Exercise 1
In the newsletter excerpt, where will the NACNS 2015 Annual Conference be held?
Exercise 2
List the headings of all the numbered sections in the newsletter excerpt.

Passage for review
==*==
The meeting is priced to cover the costs of the room rental, catering and speaker expenses. Our annual attendance has been increasing, so we are pursuing a larger meeting room! If you are concerned about the future of the CNS and want your voice to be heard – this is the meeting for you.

Registration will open in on or before the end of April 2014.  For questions, or to pre-register for information on the meeting – email info@nacns.org

5. 2014 Bylaws Vote Fails to Reach 2/3 Majority Required to Pass

The NACNS membership was asked to vote on the following Bylaws change brought forward by the NACNS Affiliate and Membership Committees. The final vote taken at the NACNS Annual Meeting and open to online voting resulted in a 52 to 41 vote. A 2/3 majority is needed for a Bylaws vote to pass, therefore this vote failed. The NACNS Board of Directors will continue to look for mechanisms to increase association membership.

6. NACNS Membership Survey

Thanks to all of you who took the time to complete the NACNS Membership Survey. This survey will be used to make decisions about the products and services we can provide our members. In addition, it gives us a good picture of how and where you work and what you are interested in. This year we offered the opportunity for members to be entered into a drawing for a free registration to the NACNS Annual Conference. The winner of the drawing was Debbie Beck from Michigan, an NACNS student member.

7. NACNS 20th Anniversary to be Celebrated in 2015

Yes, it has been 20 years! And the NACNS Board of Directors is planning on recognizing and celebrating our history and success throughout the 2015, but specifically at the NACNS 2015 Annual Conference. This meeting is being held in at the Loews Coronado Bay Resort in San Diego, California. This meeting hotel will allow for an excellent educational experience as well as relaxation and exploration of beautiful Southern California. The hotel offers three pools, a sand beach and a spa. So plan now for a 20th anniversary celebration that will allow you to take care of your mind and body! Plan on submitting a poster, a presentation or encourage your facility to exhibit! 

Visit www.nacns.org for details as they become available.


Association News

8. New American Nurses Foundation Grants

The American Nurses Foundation has announced the expansion of our Nursing Research Grants program with the support of $30,000 in funding provided by the American Nurses Credentialing Center to support clinically based research.

The American Nurses Foundation (ANF), established in 1955, is committed to transforming the nation's health through the power of nursing. Central to this mission is the Foundation's Nursing Research Grants program, which encourages rigorous scientific research to advance nursing practice, shape health policy, and impact the health of people across the nation. Since the program's inception over 1,000 nurse researchers have received over $4.5 million in grants to conduct ground-breaking studies that shape and influence nursing practices and play a vital role in launching larger scientific health research.

To support improving the quality of care provided in clinical settings and the integral role nurses play in designing better care, the American Nurses Foundation will increase its funding of studies of systematic, data-guided activities designed to bring about improvement in healthcare delivery, and is soliciting applications from clinical staff through May 1, 2014. The Foundation will award two (2) $5,000 grants to beginning researchers and two (2) $10,000 grants to experienced researchers, with one of each to be awarded to a clinical researcher at a Magnet facility. We invite you to encourage your staff to take advantage of the opportunity to apply for a research award. For more information visit www.givetonursing.org, or contact Gisele Marshall at 301-628-5229.
==*==
Available data
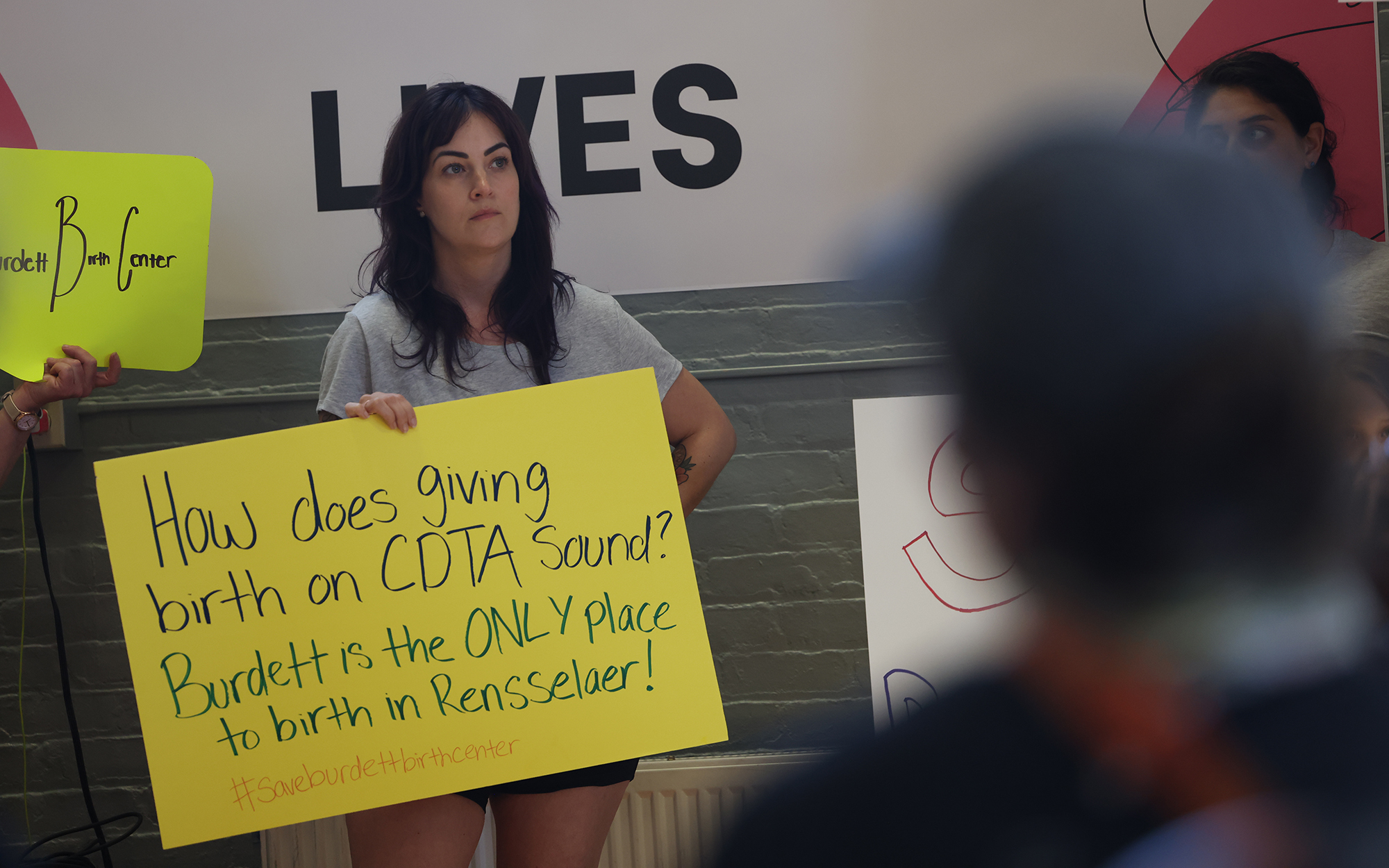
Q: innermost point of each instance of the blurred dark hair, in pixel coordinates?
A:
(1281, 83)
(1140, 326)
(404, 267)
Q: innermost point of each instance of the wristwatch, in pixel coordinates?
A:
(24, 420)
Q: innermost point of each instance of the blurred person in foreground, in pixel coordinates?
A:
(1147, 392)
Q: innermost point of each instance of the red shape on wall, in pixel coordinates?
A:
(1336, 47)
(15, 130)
==*==
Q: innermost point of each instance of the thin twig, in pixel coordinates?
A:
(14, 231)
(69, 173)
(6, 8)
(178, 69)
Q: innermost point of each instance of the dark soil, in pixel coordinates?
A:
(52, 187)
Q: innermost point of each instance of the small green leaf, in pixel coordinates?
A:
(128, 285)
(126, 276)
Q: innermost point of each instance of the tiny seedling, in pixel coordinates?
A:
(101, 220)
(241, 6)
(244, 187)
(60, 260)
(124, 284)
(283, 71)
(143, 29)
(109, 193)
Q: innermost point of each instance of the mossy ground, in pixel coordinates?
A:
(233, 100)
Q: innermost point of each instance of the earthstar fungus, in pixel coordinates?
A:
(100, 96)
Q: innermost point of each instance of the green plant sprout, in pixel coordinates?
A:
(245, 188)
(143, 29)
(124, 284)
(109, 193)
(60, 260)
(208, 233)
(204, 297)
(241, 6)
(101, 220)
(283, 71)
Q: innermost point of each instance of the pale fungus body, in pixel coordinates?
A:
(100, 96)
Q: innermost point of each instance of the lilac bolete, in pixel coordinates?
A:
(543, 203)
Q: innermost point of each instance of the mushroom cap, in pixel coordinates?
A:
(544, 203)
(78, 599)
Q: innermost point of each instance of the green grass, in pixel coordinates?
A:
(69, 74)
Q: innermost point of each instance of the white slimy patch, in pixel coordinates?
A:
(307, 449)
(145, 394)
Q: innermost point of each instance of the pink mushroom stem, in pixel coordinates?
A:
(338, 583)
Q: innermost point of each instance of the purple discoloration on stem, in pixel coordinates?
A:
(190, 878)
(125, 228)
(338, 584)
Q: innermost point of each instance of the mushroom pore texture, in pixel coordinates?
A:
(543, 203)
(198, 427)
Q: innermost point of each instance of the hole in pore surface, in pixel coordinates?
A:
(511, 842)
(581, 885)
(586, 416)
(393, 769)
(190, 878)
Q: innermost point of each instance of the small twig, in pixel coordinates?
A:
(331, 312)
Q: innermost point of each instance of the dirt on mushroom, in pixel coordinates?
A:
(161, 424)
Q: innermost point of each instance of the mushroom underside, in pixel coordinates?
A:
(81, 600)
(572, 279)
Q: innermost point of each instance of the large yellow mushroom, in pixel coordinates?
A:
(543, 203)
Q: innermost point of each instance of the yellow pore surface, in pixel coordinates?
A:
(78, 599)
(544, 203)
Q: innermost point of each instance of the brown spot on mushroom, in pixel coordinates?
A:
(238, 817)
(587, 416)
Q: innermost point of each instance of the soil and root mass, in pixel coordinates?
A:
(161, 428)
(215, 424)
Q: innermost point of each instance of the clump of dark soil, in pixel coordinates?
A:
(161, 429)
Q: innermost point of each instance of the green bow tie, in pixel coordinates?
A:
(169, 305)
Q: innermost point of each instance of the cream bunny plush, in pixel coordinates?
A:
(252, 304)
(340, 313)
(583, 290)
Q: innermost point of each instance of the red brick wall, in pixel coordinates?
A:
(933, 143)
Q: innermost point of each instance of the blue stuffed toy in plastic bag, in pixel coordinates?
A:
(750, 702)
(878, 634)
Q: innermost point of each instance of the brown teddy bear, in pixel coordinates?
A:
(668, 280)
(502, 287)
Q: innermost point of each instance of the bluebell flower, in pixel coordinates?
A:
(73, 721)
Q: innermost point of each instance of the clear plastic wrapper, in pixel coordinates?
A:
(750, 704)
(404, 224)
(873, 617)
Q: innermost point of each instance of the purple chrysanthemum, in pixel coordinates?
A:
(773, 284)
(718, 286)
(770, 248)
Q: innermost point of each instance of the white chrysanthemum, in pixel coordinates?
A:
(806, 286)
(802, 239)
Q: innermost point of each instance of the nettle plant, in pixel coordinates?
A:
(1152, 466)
==*==
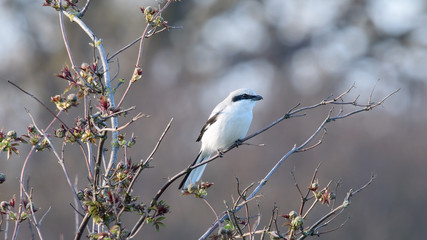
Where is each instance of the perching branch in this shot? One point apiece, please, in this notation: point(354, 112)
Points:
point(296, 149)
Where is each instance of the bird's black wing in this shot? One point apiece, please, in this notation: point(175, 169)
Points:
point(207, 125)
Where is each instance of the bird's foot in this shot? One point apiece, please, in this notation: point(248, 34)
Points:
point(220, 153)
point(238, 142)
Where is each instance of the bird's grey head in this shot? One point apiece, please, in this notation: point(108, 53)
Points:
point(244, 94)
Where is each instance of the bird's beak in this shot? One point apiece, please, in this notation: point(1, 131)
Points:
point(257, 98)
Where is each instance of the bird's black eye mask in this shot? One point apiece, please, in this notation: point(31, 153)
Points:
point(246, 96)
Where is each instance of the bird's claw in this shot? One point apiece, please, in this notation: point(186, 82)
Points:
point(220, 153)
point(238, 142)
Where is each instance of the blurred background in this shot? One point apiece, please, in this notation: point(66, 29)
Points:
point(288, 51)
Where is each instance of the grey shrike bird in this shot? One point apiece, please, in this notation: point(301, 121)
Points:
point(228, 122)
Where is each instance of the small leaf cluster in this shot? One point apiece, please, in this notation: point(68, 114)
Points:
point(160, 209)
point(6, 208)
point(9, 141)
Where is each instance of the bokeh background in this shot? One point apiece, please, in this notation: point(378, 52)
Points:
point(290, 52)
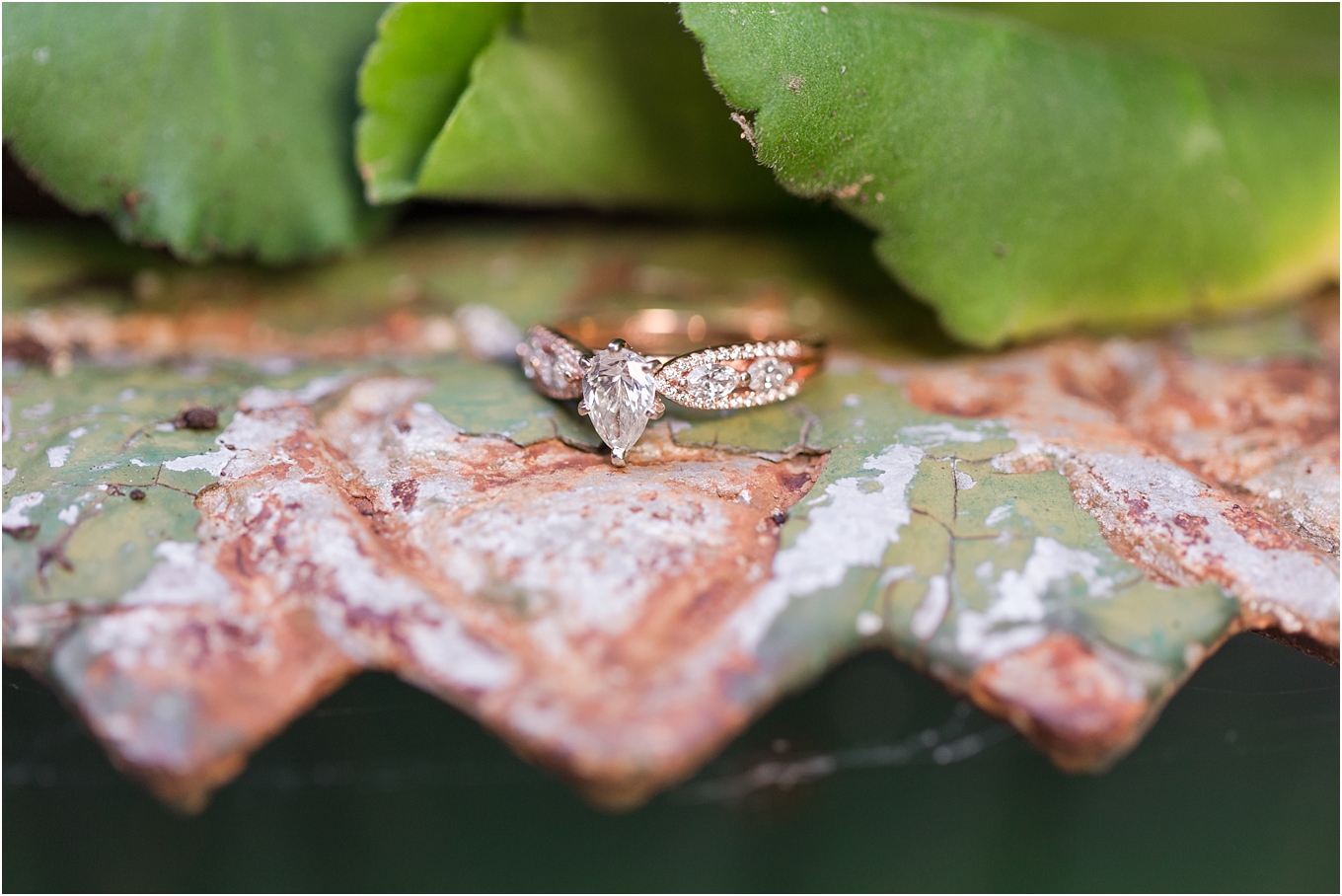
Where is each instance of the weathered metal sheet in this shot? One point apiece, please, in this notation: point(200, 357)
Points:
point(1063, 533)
==*==
Answer 1
At the Loews Coronado Bay Resort in San Diego, California.

Answer 2
- 2014 Bylaws Vote Fails to Reach 2/3 Majority Required to Pass
- NACNS Membership Survey
- NACNS 20th Anniversary to be Celebrated in 2015
- New American Nurses Foundation Grants